Les politiques ont du mal à décider sur la base de projections à long terme. Le fonctionnement humain est ainsi fait : le local et l’aujourd’hui agissent sur nos émotions et influencent nos décisions bien plus sûrement que l’outre-mer et l’après-demain. La Cop 21 n’a pas dérogé à la règle. En ce sens, elle n’a pas été révolutionnaire. La Conférence de Paris a été une réussite parce que les catastrophes climatiques ont déjà dépassé le stade de « scénarios ». Les négociateurs étaient réunis autour d’un objectif commun (arrêter la marche du réchauffement de la Terre), basé sur des projections scientifiques acceptées par tous (en dehors de quelques climato-sceptiques négationnistes), mais surtout sur des expériences douloureuses vécues en temps réel et n’épargnant aucun pays. Ce ne sont donc probablement pas les appels à la justice intergénérationnelle qui ont influencé les négociateurs, pas plus que la disparition des ours polaires ou des lointaines îles Marshall...

Plus cyniquement, que la Cop 21 ait eu lieu l’année où l’Occident a affronté sa plus grave crise migratoire depuis la guerre froide a sans doute provoqué un électrochoc autrement probant : les 250 millions d’écoréfugiés d’ici 2050 pronostiqués par les Nations Unies à cause du réchauffement climatique se font moins abstraits pour les Européens. S’y ajoutent : le retour sévère annoncé pour cet hiver du phénomène El Niño ; le brouillard toxique dû à la combustion du charbon qui a noyé les Pékinois durant la Cop 21 ; l’annonce que la Mer de Glace sur le massif du Mont-Blanc, fierté française, a perdu plus de trois mètres d’épaisseur en 2015 ; la hantise des habitants de Los Angeles de voir leurs côtes englouties par l’océan, et les digues qu’ils construisent pour se protéger...

L’accord de Paris a ceci de révolutionnaire néanmoins qu’il a mis en tête de la liste des crises mondiales celle due au changement climatique, tout en recherchant des solutions dans une optique de justice sociale, fondée sur les principes de solidarité et de participation. Toutes les parties ont accepté de rechercher activement, mais en fonction de leurs capacités respectives, « un équilibre entre les émissions dues aux activités humaines et celles absorbées par les puits de carbone » (par exemple les forêts). Les Etats les plus polluants (car plus développés) devront faire plus d’efforts, et les plus industrialisés aider financièrement les pays en développement à réduire leurs émissions de gaz à effet de serre. L’accord rejoint ainsi indubitablement l’esprit de l’encyclique Laudato Si’ du pape François, qui stipule qu’« une vraie approche écologique se transforme toujours en une approche sociale, qui doit intégrer la justice dans les discussions sur l’environnement, pour écouter tant la clameur de la terre que la clameur des pauvres » (LS 49).

TÂCHES À RÉALISER:
**1)** Répondez aux questions suivantes à partir de l'extrait sur la Cop 21.
(a) Combien d'écoréfugiés les Nations Unies pronostiquent-elles d'ici 2050 à cause du réchauffement climatique ?
(b) Quelle épaisseur la Mer de Glace a-t-elle perdue en 2015 ?
(c) Quel exemple de puits de carbone est cité ?
**2)** Recopiez fidèlement le passage de l'extrait sur la Cop 21 qui s'ouvre sur les mots « Plus cyniquement, que » et se termine par « pour se protéger... ».
**3)** Résumez l'extrait sur la Cop 21 en deux phrases.

MATÉRIEL FOURNI:
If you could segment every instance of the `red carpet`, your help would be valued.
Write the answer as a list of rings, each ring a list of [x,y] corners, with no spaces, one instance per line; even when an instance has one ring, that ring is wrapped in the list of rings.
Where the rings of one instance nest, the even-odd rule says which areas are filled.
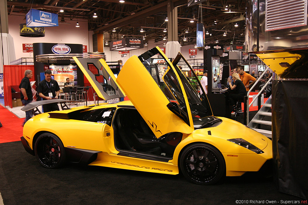
[[[0,128],[0,143],[20,140],[24,120],[0,105],[0,121],[3,125]]]

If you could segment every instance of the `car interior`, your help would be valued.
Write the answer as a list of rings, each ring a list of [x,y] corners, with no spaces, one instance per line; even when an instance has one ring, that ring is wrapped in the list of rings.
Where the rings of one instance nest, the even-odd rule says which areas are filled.
[[[172,132],[157,138],[136,109],[118,109],[112,121],[115,145],[120,151],[172,158],[182,134]]]

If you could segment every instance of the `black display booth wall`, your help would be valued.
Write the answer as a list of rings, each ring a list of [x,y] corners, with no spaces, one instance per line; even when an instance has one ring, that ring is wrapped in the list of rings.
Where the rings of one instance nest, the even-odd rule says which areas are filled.
[[[308,81],[274,81],[273,158],[279,191],[308,197]]]
[[[44,68],[45,67],[49,66],[51,65],[76,65],[77,64],[75,63],[75,61],[71,63],[70,60],[61,60],[61,56],[63,56],[64,55],[61,54],[55,53],[52,52],[52,48],[55,45],[57,45],[58,44],[65,44],[65,45],[68,46],[70,49],[70,51],[69,54],[71,55],[74,56],[74,54],[82,54],[83,52],[83,47],[82,44],[59,44],[58,43],[33,43],[33,58],[34,65],[34,73],[36,75],[39,76],[39,73],[43,73],[44,72]],[[46,54],[53,54],[51,55],[52,57],[57,57],[59,60],[56,60],[56,62],[51,62],[51,61],[48,62],[48,60],[45,61],[45,62],[37,62],[36,61],[36,57],[38,55]],[[49,57],[50,58],[52,57],[51,56]],[[42,80],[42,79],[39,79],[36,76],[35,77],[35,80],[37,81],[36,82],[36,85],[37,86],[37,83],[39,82],[39,80]],[[78,85],[81,86],[83,86],[84,85],[83,75],[82,72],[80,69],[77,66],[77,81],[78,82]]]

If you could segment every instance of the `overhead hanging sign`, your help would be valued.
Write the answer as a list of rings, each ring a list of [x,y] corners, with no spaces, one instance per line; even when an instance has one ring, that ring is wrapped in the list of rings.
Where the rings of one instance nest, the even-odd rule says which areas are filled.
[[[58,26],[57,14],[31,9],[26,15],[28,27]]]
[[[83,53],[87,53],[88,50],[87,49],[87,46],[86,45],[83,45],[82,46],[82,52]]]
[[[166,48],[160,48],[160,50],[161,50],[161,51],[162,51],[165,54],[166,54]]]
[[[127,51],[143,48],[143,39],[142,38],[124,38],[116,40],[109,43],[110,50]]]
[[[199,50],[204,49],[205,44],[205,30],[203,23],[197,24],[197,47]]]
[[[200,3],[205,2],[206,0],[188,0],[188,5],[187,6],[190,6],[193,5],[196,5]]]
[[[31,53],[33,52],[33,45],[32,43],[23,43],[23,53]]]
[[[52,47],[51,51],[56,54],[69,53],[71,52],[71,48],[64,43],[58,43]]]
[[[129,50],[124,50],[123,51],[119,51],[119,54],[127,54],[129,53]]]
[[[45,36],[44,27],[27,27],[25,23],[19,24],[19,35],[23,37],[44,37]]]
[[[188,51],[188,55],[189,56],[197,55],[197,49],[189,49]]]

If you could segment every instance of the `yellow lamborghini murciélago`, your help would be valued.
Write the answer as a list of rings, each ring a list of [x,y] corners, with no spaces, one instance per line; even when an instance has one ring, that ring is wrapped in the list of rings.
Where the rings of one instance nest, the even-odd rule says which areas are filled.
[[[159,63],[151,59],[157,54],[164,60]],[[191,68],[180,53],[172,63],[157,47],[133,56],[116,79],[102,59],[74,59],[100,98],[126,95],[130,100],[63,107],[29,120],[22,141],[44,167],[71,162],[172,175],[180,170],[193,183],[207,185],[257,171],[272,158],[268,138],[213,116],[206,95],[201,98],[193,88],[200,85],[197,77],[192,86],[181,72]],[[104,82],[96,81],[99,75]],[[65,101],[39,101],[22,109]]]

RÉPONSES ATTENDUES:
**1)**
(a) 250 millions.
(b) Plus de trois mètres.
(c) Les forêts.

**2)**
Plus cyniquement, que la Cop 21 ait eu lieu l’année où l’Occident a affronté sa plus grave crise migratoire depuis la guerre froide a sans doute provoqué un électrochoc autrement probant : les 250 millions d’écoréfugiés d’ici 2050 pronostiqués par les Nations Unies à cause du réchauffement climatique se font moins abstraits pour les Européens. S’y ajoutent : le retour sévère annoncé pour cet hiver du phénomène El Niño ; le brouillard toxique dû à la combustion du charbon qui a noyé les Pékinois durant la Cop 21 ; l’annonce que la Mer de Glace sur le massif du Mont-Blanc, fierté française, a perdu plus de trois mètres d’épaisseur en 2015 ; la hantise des habitants de Los Angeles de voir leurs côtes englouties par l’océan, et les digues qu’ils construisent pour se protéger...

**3)** La Cop 21 a été une réussite parce que les catastrophes climatiques ne sont plus des scénarios mais des expériences douloureuses vécues dans tous les pays, et la crise migratoire a sans doute rendu le danger moins abstrait pour les Européens. L'accord de Paris place la crise climatique en tête des crises mondiales et cherche des solutions fondées sur la justice sociale : les États les plus polluants devront faire plus d'efforts, et les plus industrialisés devront aider financièrement les pays en développement.